What you have to do: Recast the part of the listing from the line containing "Target: lattice railing" through the line containing "column 88, row 425" as a numbered list, leaving out any blank lines.
--- BEGIN Records to use ---
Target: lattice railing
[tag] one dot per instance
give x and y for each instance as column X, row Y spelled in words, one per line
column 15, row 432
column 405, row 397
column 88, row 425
--- END Records to use ---
--- BEGIN Records to use ---
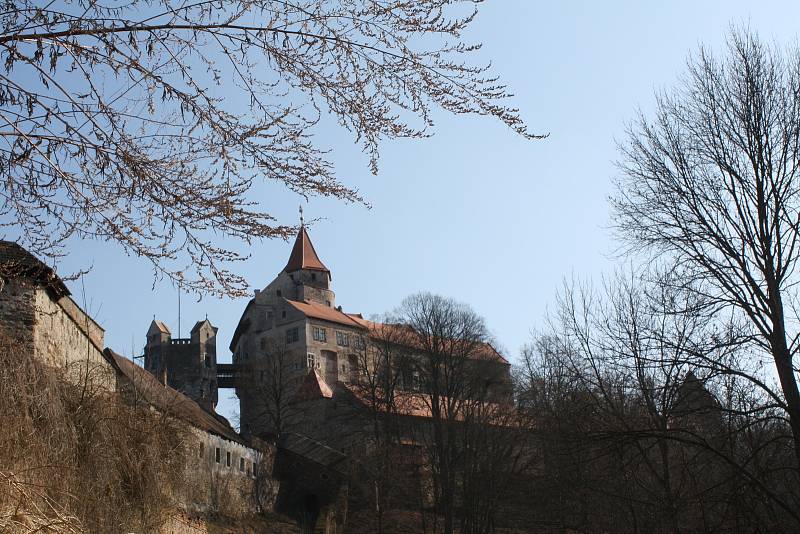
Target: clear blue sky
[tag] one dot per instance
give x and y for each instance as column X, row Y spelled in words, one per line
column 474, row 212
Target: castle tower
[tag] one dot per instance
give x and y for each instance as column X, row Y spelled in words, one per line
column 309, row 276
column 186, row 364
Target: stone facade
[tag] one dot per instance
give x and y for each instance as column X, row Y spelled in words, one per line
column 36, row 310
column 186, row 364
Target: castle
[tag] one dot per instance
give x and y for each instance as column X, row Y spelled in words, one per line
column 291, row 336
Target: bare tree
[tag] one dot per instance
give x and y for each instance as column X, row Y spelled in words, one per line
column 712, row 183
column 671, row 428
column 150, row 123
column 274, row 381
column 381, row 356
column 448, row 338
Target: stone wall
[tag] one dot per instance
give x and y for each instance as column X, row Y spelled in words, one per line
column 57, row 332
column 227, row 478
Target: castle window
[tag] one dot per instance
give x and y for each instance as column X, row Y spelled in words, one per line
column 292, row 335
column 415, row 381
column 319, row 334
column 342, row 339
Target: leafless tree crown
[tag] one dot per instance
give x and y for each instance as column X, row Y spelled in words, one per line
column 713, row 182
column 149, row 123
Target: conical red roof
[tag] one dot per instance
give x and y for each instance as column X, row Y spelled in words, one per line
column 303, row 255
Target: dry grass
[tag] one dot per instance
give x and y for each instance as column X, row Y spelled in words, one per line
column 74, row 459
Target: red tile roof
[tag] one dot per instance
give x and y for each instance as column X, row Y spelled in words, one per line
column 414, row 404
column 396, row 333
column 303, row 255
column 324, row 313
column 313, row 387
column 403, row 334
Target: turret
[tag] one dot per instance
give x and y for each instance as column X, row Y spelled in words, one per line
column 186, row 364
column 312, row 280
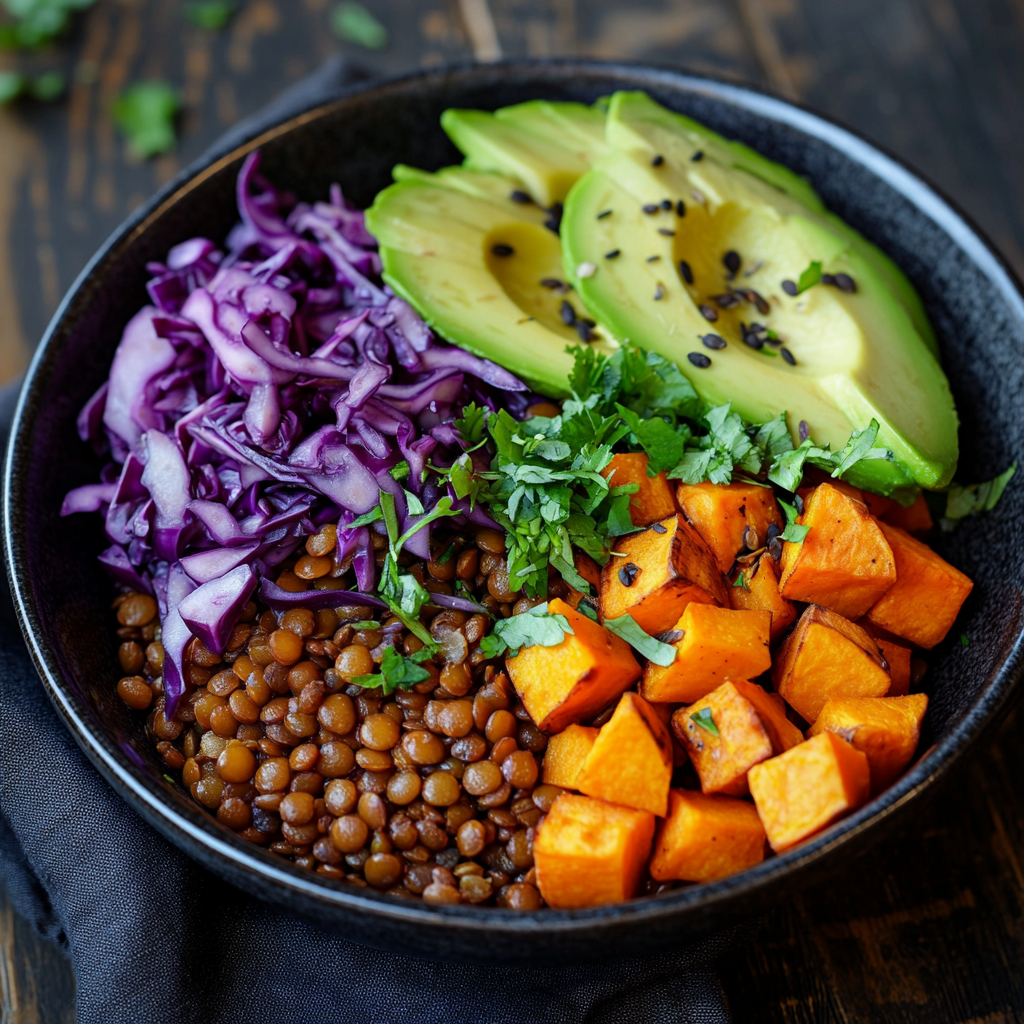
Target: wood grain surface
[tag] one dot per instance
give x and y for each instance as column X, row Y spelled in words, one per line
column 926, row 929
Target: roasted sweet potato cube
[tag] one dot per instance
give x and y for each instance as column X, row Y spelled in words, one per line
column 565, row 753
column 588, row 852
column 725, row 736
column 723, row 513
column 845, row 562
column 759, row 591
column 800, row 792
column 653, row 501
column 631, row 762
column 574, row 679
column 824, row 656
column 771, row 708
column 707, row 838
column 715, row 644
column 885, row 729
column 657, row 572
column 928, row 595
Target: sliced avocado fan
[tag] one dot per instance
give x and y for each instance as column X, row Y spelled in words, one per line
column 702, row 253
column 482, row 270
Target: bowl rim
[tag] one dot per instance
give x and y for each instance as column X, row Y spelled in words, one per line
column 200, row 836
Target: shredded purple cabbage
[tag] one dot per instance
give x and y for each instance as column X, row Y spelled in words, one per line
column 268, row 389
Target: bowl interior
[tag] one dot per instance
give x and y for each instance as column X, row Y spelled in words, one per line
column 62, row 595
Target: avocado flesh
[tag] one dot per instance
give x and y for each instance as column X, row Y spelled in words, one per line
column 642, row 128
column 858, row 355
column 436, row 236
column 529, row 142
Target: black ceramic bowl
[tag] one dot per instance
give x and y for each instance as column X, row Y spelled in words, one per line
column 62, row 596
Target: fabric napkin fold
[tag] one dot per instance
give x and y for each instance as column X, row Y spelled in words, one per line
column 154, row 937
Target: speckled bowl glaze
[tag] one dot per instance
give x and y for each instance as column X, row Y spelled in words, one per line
--- END Records to use ---
Complete response:
1. Target: lattice railing
2. [tag] one dot per instance
3. give x and y for each instance as column X, row Y spelled in words, one per line
4. column 15, row 432
5. column 405, row 397
6. column 88, row 425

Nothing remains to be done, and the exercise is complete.